Aim of the task:
Find the line containing "[tag] weedy foreground" in the material below; copy that line and all following lines exactly.

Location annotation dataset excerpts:
╔══
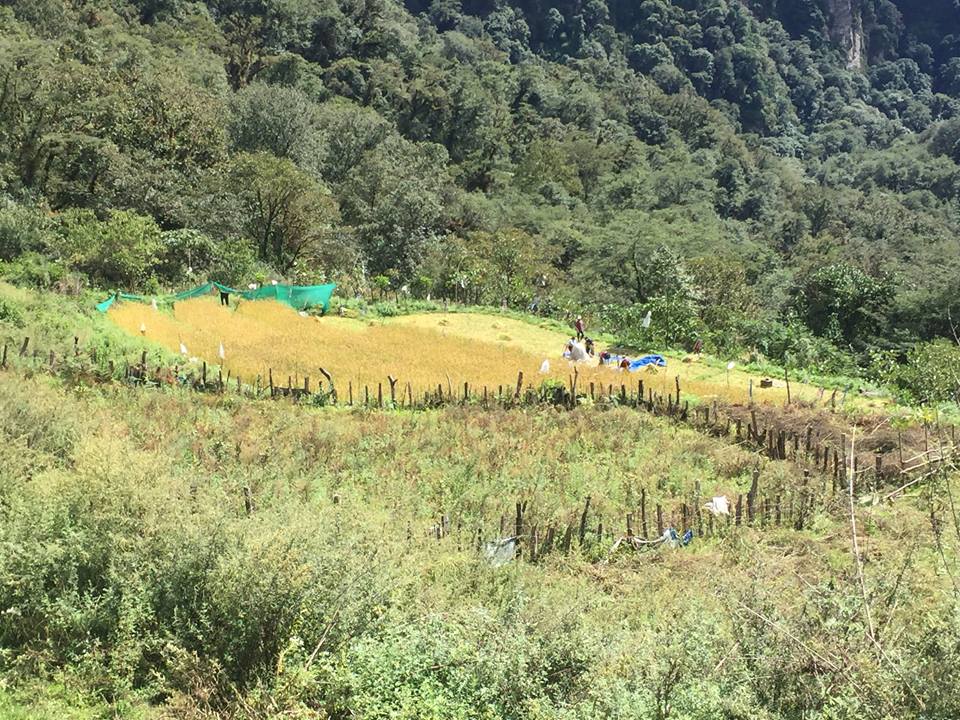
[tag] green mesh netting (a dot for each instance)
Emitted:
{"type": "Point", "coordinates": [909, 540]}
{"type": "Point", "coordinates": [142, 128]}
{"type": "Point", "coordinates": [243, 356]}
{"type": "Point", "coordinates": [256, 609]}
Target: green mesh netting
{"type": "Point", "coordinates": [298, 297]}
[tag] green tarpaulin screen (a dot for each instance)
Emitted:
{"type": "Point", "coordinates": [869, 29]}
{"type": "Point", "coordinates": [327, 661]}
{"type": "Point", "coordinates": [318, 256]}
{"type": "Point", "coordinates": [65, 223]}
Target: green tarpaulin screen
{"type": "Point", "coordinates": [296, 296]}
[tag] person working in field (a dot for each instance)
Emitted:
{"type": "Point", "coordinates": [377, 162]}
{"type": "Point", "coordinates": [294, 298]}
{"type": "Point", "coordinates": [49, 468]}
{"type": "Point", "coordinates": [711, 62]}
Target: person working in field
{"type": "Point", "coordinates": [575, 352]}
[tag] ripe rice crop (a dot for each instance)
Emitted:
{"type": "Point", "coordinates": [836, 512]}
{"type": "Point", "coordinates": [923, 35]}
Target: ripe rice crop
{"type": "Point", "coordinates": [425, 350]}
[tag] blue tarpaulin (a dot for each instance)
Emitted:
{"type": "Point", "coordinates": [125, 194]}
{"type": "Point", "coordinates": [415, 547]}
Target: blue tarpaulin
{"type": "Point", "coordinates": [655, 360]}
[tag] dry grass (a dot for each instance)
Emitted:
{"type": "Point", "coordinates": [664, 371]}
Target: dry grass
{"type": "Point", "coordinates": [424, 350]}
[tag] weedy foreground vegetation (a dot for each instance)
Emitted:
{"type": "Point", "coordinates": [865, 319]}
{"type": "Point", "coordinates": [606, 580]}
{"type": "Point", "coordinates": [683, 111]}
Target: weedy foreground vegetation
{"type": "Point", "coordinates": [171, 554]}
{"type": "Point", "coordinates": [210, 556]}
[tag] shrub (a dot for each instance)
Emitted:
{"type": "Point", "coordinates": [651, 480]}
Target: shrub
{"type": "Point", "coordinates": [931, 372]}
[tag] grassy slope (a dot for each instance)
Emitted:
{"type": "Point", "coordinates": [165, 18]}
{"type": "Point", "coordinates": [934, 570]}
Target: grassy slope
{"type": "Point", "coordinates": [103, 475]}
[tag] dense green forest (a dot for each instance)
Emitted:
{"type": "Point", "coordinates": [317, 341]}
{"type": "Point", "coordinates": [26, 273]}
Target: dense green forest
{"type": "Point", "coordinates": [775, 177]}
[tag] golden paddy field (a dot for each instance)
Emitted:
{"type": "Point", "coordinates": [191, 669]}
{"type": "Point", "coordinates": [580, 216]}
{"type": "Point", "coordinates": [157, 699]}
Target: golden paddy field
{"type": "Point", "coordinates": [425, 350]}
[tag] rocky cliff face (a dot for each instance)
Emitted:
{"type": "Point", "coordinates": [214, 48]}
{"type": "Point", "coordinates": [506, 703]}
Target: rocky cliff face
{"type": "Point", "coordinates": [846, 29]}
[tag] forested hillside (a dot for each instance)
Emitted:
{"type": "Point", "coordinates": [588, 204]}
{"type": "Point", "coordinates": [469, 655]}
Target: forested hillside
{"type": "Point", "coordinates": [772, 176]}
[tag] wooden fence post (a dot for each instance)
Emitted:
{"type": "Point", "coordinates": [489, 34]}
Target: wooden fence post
╚══
Task solution:
[tag] weedy foreground vegetation (a dot for each instance)
Emitted:
{"type": "Point", "coordinates": [865, 319]}
{"type": "Point", "coordinates": [606, 580]}
{"type": "Point", "coordinates": [683, 111]}
Target: weedy foreground vegetation
{"type": "Point", "coordinates": [171, 554]}
{"type": "Point", "coordinates": [210, 556]}
[tag] shrub (a dot for each instance)
Emitted:
{"type": "Point", "coordinates": [651, 480]}
Target: shrub
{"type": "Point", "coordinates": [931, 372]}
[tag] grassy slope (a dot for each instance)
Emitted:
{"type": "Point", "coordinates": [165, 18]}
{"type": "Point", "coordinates": [934, 570]}
Target: grassy slope
{"type": "Point", "coordinates": [103, 475]}
[tag] dense green forest (a dot for each instance)
Emitted:
{"type": "Point", "coordinates": [317, 341]}
{"type": "Point", "coordinates": [26, 273]}
Target: dense green forest
{"type": "Point", "coordinates": [775, 177]}
[tag] golden paddy field (a dot for each instance)
Emitted:
{"type": "Point", "coordinates": [191, 669]}
{"type": "Point", "coordinates": [580, 216]}
{"type": "Point", "coordinates": [157, 699]}
Target: golden paddy field
{"type": "Point", "coordinates": [425, 350]}
[tag] rocky cliff face (a dot for each instance)
Emitted:
{"type": "Point", "coordinates": [214, 48]}
{"type": "Point", "coordinates": [506, 703]}
Target: rocky cliff face
{"type": "Point", "coordinates": [846, 29]}
[tag] forested hillside (a dot for each instance)
Emitted:
{"type": "Point", "coordinates": [588, 204]}
{"type": "Point", "coordinates": [469, 655]}
Target: forested hillside
{"type": "Point", "coordinates": [772, 176]}
[tag] wooden fence post (a dot for each instance)
Emitted:
{"type": "Point", "coordinates": [489, 34]}
Target: wooden fence post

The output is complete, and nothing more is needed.